Stated exercise
Restate each of the lines below word for word and drop every picture.

Records supplied
┌────────

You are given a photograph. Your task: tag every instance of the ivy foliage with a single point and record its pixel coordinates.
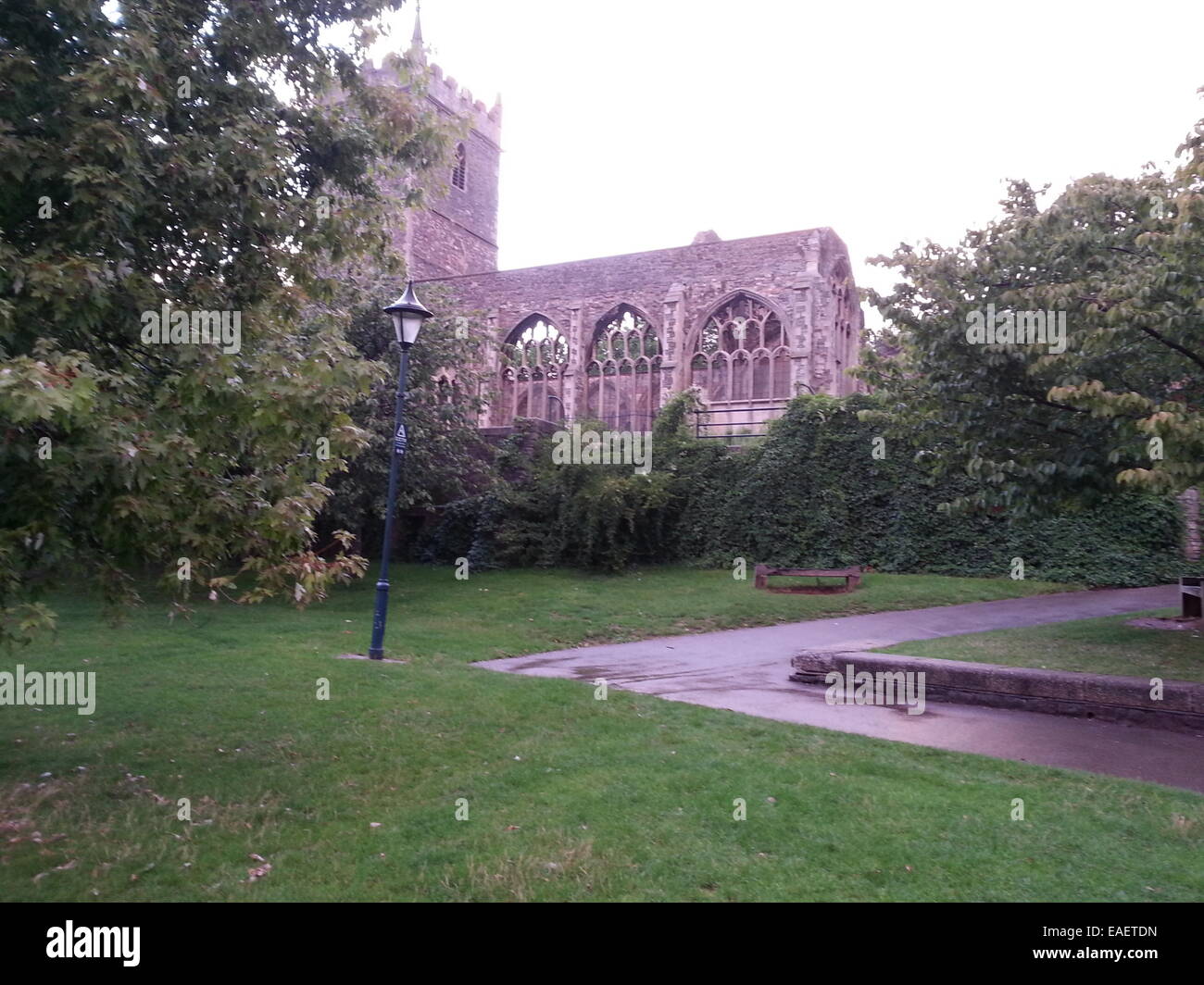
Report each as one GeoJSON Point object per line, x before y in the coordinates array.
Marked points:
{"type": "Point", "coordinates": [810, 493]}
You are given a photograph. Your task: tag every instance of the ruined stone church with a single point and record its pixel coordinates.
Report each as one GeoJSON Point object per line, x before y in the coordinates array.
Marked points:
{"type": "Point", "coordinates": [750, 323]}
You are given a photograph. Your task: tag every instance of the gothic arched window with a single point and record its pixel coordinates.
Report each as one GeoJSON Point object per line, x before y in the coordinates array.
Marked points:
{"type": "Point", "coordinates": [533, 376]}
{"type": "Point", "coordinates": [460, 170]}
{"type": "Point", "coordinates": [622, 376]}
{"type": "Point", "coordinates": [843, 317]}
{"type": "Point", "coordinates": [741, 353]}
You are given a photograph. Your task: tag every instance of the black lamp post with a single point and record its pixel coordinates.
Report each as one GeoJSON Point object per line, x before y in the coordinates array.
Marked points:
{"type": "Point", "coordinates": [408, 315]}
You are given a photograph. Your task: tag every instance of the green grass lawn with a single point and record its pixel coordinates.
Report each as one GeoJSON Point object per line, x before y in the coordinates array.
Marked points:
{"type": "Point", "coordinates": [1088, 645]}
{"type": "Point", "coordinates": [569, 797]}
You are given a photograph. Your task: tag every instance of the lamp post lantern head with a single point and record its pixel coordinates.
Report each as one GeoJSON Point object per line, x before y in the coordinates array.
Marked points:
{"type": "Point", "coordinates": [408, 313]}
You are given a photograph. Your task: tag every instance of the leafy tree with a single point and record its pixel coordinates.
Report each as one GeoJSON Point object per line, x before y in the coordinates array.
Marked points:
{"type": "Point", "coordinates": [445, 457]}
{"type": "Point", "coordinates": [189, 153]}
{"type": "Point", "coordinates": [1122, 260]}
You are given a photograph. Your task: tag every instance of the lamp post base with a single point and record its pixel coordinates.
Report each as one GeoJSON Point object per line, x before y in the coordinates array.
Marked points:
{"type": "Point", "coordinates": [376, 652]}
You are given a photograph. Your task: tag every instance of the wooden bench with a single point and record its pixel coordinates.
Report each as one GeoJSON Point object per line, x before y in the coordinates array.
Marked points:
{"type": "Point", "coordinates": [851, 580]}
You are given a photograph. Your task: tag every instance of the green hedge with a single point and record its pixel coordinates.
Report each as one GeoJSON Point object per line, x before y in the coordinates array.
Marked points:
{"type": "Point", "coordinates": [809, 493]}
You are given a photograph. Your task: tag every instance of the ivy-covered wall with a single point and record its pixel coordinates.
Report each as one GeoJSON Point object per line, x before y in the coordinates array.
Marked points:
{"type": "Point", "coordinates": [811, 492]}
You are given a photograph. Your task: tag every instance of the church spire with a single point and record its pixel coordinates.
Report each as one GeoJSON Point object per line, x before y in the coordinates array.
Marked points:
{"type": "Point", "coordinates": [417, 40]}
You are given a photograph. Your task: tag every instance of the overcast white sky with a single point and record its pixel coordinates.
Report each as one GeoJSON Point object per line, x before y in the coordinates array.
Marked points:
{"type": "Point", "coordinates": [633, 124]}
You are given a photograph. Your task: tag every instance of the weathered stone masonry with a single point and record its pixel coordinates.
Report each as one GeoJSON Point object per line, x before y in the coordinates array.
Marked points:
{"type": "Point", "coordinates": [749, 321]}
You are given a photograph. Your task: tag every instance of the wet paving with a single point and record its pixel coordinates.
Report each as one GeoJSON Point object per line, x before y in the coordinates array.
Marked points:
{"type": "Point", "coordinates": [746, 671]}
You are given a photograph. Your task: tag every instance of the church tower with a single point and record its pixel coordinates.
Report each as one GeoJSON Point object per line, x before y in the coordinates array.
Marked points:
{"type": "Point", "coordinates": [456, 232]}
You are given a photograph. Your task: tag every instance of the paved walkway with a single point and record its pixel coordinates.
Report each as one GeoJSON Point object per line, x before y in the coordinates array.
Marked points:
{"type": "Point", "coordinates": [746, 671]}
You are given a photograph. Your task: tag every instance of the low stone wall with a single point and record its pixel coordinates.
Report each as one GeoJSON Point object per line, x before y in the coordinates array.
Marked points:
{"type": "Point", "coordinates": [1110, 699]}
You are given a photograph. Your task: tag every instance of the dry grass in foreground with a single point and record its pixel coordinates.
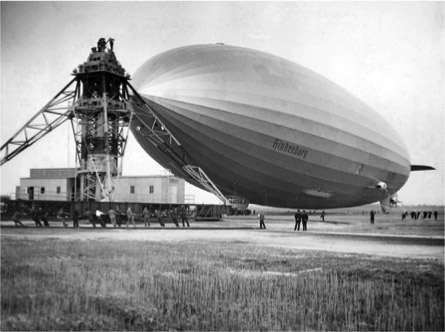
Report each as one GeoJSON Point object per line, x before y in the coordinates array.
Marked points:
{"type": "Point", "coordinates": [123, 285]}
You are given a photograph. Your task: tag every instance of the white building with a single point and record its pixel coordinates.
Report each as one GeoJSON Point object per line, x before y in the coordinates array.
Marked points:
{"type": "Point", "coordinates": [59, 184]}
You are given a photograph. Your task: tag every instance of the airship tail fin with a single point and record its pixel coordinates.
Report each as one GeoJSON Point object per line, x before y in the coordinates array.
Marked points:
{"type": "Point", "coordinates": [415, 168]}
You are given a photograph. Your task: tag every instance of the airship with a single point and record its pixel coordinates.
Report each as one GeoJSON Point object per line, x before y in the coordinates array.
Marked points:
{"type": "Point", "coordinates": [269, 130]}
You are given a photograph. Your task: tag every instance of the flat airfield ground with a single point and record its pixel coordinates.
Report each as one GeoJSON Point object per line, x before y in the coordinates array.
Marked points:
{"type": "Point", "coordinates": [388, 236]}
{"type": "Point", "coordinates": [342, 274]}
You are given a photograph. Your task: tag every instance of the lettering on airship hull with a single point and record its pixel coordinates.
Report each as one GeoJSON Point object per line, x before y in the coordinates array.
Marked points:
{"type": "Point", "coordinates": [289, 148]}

└────────

Solution for this task
You are given a photograph. Your task: tag every instance of the ivy foliage with a single point and record its pixel coordinates.
Report each as one GeoJSON Point object per line, x before y in the coordinates array.
Marked points:
{"type": "Point", "coordinates": [810, 493]}
You are given a photograph. Your task: tag every instance of the ruined stone church with a single point and record its pixel coordinates.
Report each as one GeoJSON Point object per line, x before y in the coordinates array.
Marked points:
{"type": "Point", "coordinates": [750, 323]}
You are given a photograph. Your task: tag every instance of the gothic arched window with a single point and record its pixel coordinates.
Report each as one GeoJSON Point object per line, x before y in the coordinates array.
Marked points:
{"type": "Point", "coordinates": [533, 376]}
{"type": "Point", "coordinates": [460, 170]}
{"type": "Point", "coordinates": [622, 376]}
{"type": "Point", "coordinates": [843, 317]}
{"type": "Point", "coordinates": [741, 353]}
You are given a photograph. Your task: tag every instance of the black lamp post with a single point and record its pixel coordinates.
Report each as one GeoJSON Point object per line, x before y in the coordinates array.
Marked points:
{"type": "Point", "coordinates": [408, 315]}
You are given a photograph. Your task: tag every instance of the green grass lawn with a single point and record its pixel coordinates.
Report each as one GeoJSON Point object per line, x before y in the coordinates array.
Marked points:
{"type": "Point", "coordinates": [1088, 645]}
{"type": "Point", "coordinates": [569, 797]}
You are given a photograph. Your task: tag every instance of the lamp post lantern head with a single point and record its pixel coordinates.
Report each as one GeoJSON Point object per line, x before y in the coordinates array.
Marked points:
{"type": "Point", "coordinates": [408, 313]}
You are given a photograph. Your task: tag every instance of the leafy tree with a single point and record its pixel coordinates.
Report each as one GeoJSON Point object per line, x before y in the coordinates array.
Marked points:
{"type": "Point", "coordinates": [445, 457]}
{"type": "Point", "coordinates": [189, 153]}
{"type": "Point", "coordinates": [1122, 260]}
You are given a photograph. Your task: tag every instance of the lamp post base with a single point and record its pixel coordinates.
Report each as one GeoJSON Point object per line, x before y in the coordinates array.
Marked points:
{"type": "Point", "coordinates": [376, 652]}
You are given a photograph. Your task: tag every instance of the wooden bench with a single point and record its pixel coordinates.
Report each as one GeoJSON Point object per line, x before y in the coordinates array.
Marked points:
{"type": "Point", "coordinates": [851, 580]}
You are given a photograph. Your task: tag every instance of the green hedge with a single point and record its pixel coordinates.
Report each as one GeoJSON Point object per line, x before y in the coordinates array.
Marked points:
{"type": "Point", "coordinates": [809, 493]}
You are given a photograph. Your task: tag every instance of the ivy-covered wall with a single point and record its pixel coordinates.
Report each as one GeoJSON Point object per line, x before y in the coordinates array.
Marked points:
{"type": "Point", "coordinates": [811, 492]}
You are given a photograph. Your task: tag every instance of the church spire with a single point and record its pixel coordinates.
Report each as one GeoJSON Point object per line, x before y in the coordinates array.
Marked points:
{"type": "Point", "coordinates": [417, 40]}
You are given a photograph. Your task: tag every instance of the overcast white sky with a single point and record its pixel coordinates.
Report each as one GeoJSON Point object per line, x before y in the coordinates array.
Marked points:
{"type": "Point", "coordinates": [633, 124]}
You are given a photograph. Your task: tag every instance of the weathered stone masonry with a single point and record its pixel coordinates.
Report each as one GeoJSON Point object per line, x before y in the coordinates array.
Marked points:
{"type": "Point", "coordinates": [749, 321]}
You are given a photograph. Your task: tag every instance of the wet paving with a single point and record its pixel coordinates.
Report each as one GeoJSON Point object per line, x before y in the coordinates array.
Marked points:
{"type": "Point", "coordinates": [746, 671]}
You are given a photograph. Your task: tag every instance of the church tower with a single point and record its pixel coordinates.
Report each as one GeoJSON Point object per line, x before y in the coordinates array.
Marked points:
{"type": "Point", "coordinates": [456, 232]}
You are given a photograph. Your task: tag every instance of the paved walkway with a single point and record its pixel coordinates.
Report each as one GeoJSON Point object per line, x before y in the coordinates array.
Marked points:
{"type": "Point", "coordinates": [746, 671]}
You are given a photograph. Your task: tag every instance of the low stone wall with a single point and record its pixel coordinates.
Report each as one GeoJSON Point object per line, x before y in the coordinates array.
Marked points:
{"type": "Point", "coordinates": [1110, 699]}
You are given a photograph. Your task: tag every instance of the dry grass in foreground with a single point and record its pixel coordinates.
Report each as one GeoJSON Point object per line, x before y in the coordinates array.
Marked points:
{"type": "Point", "coordinates": [123, 285]}
You are given a photograph. Your task: tag every instance of the white building with a single point and record its pixel coordinates.
Report each as one GeoJSON Point object per line, x before y in the coordinates array.
Marked points:
{"type": "Point", "coordinates": [59, 184]}
You are given a photograph. Your task: tag every instance of the airship tail fin with a single point and record its pixel coordinates.
Report each as one GeoJSON Point object per line, x before y in the coordinates array.
Marked points:
{"type": "Point", "coordinates": [415, 168]}
You are given a photograph. Your task: tag every instance of the airship with a single point and record its pixel coordinates.
Report each as one GeoJSON Point object per line, x before y in the coordinates array.
Marked points:
{"type": "Point", "coordinates": [269, 130]}
You are given a photograph. Your task: tag every instance of the flat airfield ground with a single point and record its pixel coordinates.
Report each as one GeoJSON Point object per line, x before y in the coordinates array.
Marked points:
{"type": "Point", "coordinates": [388, 236]}
{"type": "Point", "coordinates": [342, 274]}
You are given a photograph. Your task: tag every instance of the lettering on airship hull with a single point and record its pixel coordinates.
Report each as one GeoJSON Point object per line, x before y in the coordinates array.
Marked points:
{"type": "Point", "coordinates": [289, 148]}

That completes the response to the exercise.